─── EXERCISE INPUT
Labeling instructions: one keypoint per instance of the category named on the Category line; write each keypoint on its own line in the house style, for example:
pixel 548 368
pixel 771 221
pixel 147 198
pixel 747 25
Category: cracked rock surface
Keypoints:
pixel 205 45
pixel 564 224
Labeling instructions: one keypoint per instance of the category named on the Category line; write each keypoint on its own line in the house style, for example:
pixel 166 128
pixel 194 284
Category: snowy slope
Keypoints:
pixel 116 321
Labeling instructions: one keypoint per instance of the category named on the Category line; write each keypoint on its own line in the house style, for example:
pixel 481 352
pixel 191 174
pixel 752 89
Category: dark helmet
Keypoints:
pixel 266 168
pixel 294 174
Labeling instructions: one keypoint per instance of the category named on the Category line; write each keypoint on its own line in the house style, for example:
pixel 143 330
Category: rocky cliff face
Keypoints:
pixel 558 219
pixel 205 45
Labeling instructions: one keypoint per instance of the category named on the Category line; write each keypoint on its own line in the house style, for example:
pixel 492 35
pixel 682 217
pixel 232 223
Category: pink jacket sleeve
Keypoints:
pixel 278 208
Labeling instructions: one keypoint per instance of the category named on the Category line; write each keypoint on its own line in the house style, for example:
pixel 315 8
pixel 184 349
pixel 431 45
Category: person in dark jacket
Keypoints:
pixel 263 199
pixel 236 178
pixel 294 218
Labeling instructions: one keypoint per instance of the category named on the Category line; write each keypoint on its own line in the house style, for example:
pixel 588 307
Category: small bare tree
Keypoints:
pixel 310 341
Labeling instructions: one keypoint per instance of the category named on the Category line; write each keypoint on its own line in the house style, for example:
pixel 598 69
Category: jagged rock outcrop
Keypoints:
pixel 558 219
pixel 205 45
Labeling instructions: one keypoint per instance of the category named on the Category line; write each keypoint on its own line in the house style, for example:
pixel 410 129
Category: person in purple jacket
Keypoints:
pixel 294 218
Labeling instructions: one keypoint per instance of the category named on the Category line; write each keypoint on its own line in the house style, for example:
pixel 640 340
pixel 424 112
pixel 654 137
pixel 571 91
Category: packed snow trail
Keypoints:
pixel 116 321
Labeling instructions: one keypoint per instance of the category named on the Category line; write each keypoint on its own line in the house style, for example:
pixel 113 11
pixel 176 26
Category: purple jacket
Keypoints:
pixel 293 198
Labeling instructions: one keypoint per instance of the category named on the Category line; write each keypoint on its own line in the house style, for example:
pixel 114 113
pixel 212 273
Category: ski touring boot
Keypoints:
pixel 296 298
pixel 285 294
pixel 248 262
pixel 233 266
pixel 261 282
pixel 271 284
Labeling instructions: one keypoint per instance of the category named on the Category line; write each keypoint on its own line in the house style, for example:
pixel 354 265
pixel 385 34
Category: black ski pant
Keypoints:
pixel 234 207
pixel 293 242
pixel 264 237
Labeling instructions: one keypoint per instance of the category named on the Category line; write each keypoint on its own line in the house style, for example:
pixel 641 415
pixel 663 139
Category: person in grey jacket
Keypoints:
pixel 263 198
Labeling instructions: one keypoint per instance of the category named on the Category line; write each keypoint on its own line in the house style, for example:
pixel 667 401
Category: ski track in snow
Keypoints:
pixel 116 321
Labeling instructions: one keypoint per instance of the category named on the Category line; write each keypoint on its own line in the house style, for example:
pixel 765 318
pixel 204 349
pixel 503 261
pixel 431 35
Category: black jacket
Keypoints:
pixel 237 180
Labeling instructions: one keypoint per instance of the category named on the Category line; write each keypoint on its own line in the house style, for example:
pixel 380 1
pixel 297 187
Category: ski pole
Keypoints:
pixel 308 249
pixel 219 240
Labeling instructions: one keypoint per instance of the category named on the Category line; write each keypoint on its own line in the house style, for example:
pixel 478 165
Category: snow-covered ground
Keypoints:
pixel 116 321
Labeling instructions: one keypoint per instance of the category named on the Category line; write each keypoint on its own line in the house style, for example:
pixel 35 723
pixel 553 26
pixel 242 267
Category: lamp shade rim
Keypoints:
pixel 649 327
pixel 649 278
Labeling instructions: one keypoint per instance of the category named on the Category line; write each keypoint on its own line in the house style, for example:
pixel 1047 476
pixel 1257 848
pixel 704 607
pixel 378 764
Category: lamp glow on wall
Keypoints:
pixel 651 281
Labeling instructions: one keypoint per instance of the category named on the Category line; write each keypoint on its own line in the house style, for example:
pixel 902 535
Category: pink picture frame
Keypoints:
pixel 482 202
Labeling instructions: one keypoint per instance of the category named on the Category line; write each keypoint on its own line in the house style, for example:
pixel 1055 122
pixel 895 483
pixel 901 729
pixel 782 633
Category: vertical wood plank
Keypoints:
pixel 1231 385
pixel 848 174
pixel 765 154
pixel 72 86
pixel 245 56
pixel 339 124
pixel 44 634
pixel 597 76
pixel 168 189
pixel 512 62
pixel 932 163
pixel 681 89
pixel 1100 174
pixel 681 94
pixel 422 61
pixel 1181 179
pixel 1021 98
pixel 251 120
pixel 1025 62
──────
> [WHAT YOU WILL DO]
Give back each line above precisely as it stands.

> [RESULT BELOW]
Labeling instructions: one keypoint per instance of the category named on the Category line; write each keypoint on its own line in the house style, for example:
pixel 548 368
pixel 771 221
pixel 147 198
pixel 747 25
Category: cracked rock surface
Keypoints:
pixel 205 45
pixel 564 224
Labeling instructions: one keypoint per instance of the category named on the Category line; write each keypoint on its own line in the house style, for example:
pixel 166 128
pixel 194 284
Category: snowy slope
Keypoints:
pixel 116 321
Labeling instructions: one keypoint per instance of the category named on the Category line; write each keypoint on its own line in the house style, for example:
pixel 481 352
pixel 191 174
pixel 752 89
Category: dark helmet
Keypoints:
pixel 266 168
pixel 294 174
Labeling instructions: one keypoint per instance of the category named on the Category line; write each keypoint on its own line in the house style, for example:
pixel 143 330
Category: rocky cliff face
Keypoints:
pixel 558 219
pixel 205 45
Labeling instructions: one keypoint per instance of the category named on the Category line; write each keypoint on its own line in the house style, for example:
pixel 492 35
pixel 682 217
pixel 232 223
Category: pink jacket sleeve
Keypoints:
pixel 278 208
Labeling instructions: one keypoint per instance of the category named on the Category line; write each keypoint on its own line in the house style, for example:
pixel 315 8
pixel 184 349
pixel 431 45
Category: person in dark jacket
Keypoints:
pixel 263 199
pixel 236 178
pixel 294 218
Labeling instructions: one keypoint per instance of the category named on the Category line; write each keypoint on its own line in the house style, for example:
pixel 588 307
Category: small bare tree
Keypoints:
pixel 310 341
Labeling instructions: one keypoint per instance of the category named on the Category line; write each keypoint on its own line in the house style, for example:
pixel 598 69
Category: jagged rock outcrop
Keypoints:
pixel 558 219
pixel 205 45
Labeling instructions: one keypoint per instance of the category named on the Category line; write each keypoint on its own line in the house style, for example:
pixel 410 129
Category: person in purple jacket
Keypoints:
pixel 294 218
Labeling instructions: one keypoint per instance of the category named on the Category line; write each keypoint on its own line in the house style, for example:
pixel 640 340
pixel 424 112
pixel 654 137
pixel 571 91
Category: packed snow trail
Keypoints:
pixel 116 321
Labeling instructions: one keypoint per instance of the category named on the Category line; write each keypoint on its own line in the house style, for example:
pixel 113 11
pixel 176 26
Category: purple jacket
Keypoints:
pixel 293 198
Labeling instructions: one keypoint per instance of the category named on the Category line; write each keypoint on its own line in the house style, for example:
pixel 114 113
pixel 212 273
Category: ski touring boot
Keypoints:
pixel 296 298
pixel 285 294
pixel 248 262
pixel 233 266
pixel 261 282
pixel 271 284
Labeling instructions: one keypoint per instance of the category named on the Category line; write each keypoint on its own line in the house style, for example:
pixel 354 265
pixel 385 34
Category: black ski pant
Keypoints:
pixel 234 207
pixel 293 242
pixel 264 237
Labeling instructions: one keypoint per instance of the category named on the Category line; write each keypoint on its own line in the house style, for example:
pixel 641 415
pixel 663 139
Category: person in grey jacket
Keypoints:
pixel 263 198
Labeling instructions: one keypoint per instance of the category named on the Category line; write each keypoint on its own line in the house style, for example:
pixel 667 401
Category: ski track in snow
Keypoints:
pixel 116 321
Labeling instructions: one keypoint per instance of the category named on the Category line; write each keypoint on its own line in the house style, for example:
pixel 765 318
pixel 204 349
pixel 503 261
pixel 431 35
Category: black jacket
Keypoints:
pixel 237 180
Labeling instructions: one keypoint per instance of the category named on the Category line; write each keypoint on its own line in the house style, for example:
pixel 380 1
pixel 297 187
Category: ski pole
Keypoints:
pixel 308 249
pixel 219 240
Labeling instructions: one keypoint per instance of the category named on the Category line; write each keypoint on its own line in the house style, for example:
pixel 478 165
Category: snow-covered ground
Keypoints:
pixel 116 321
Labeling instructions: one keypoint per instance of the category named on the Category line; write each keypoint on its own line in the house style, for example:
pixel 35 723
pixel 553 26
pixel 242 267
Category: lamp shade rim
Keypoints:
pixel 649 327
pixel 649 278
Labeling instructions: one keypoint per instance of the category named on the Category line; write each keypoint on its own line in the house style, for example:
pixel 1047 476
pixel 1257 848
pixel 704 607
pixel 378 764
Category: lamp glow on wall
Keypoints:
pixel 651 281
Labeling instructions: one keypoint per instance of the category named on the Category line; write each keypoint on its own line in the house style, for example:
pixel 902 535
Category: pink picture frame
Keypoints:
pixel 482 202
Labeling instructions: one keypoint per instance of the category named on the Category line; write each keypoint on its own line in the house style, for example:
pixel 1055 122
pixel 895 483
pixel 901 729
pixel 782 633
Category: vertical wood plank
Keypoints:
pixel 1231 385
pixel 848 174
pixel 765 154
pixel 72 86
pixel 245 56
pixel 339 124
pixel 44 634
pixel 597 76
pixel 168 189
pixel 512 62
pixel 932 163
pixel 681 89
pixel 1100 174
pixel 681 94
pixel 422 61
pixel 1181 179
pixel 1021 98
pixel 251 120
pixel 1025 62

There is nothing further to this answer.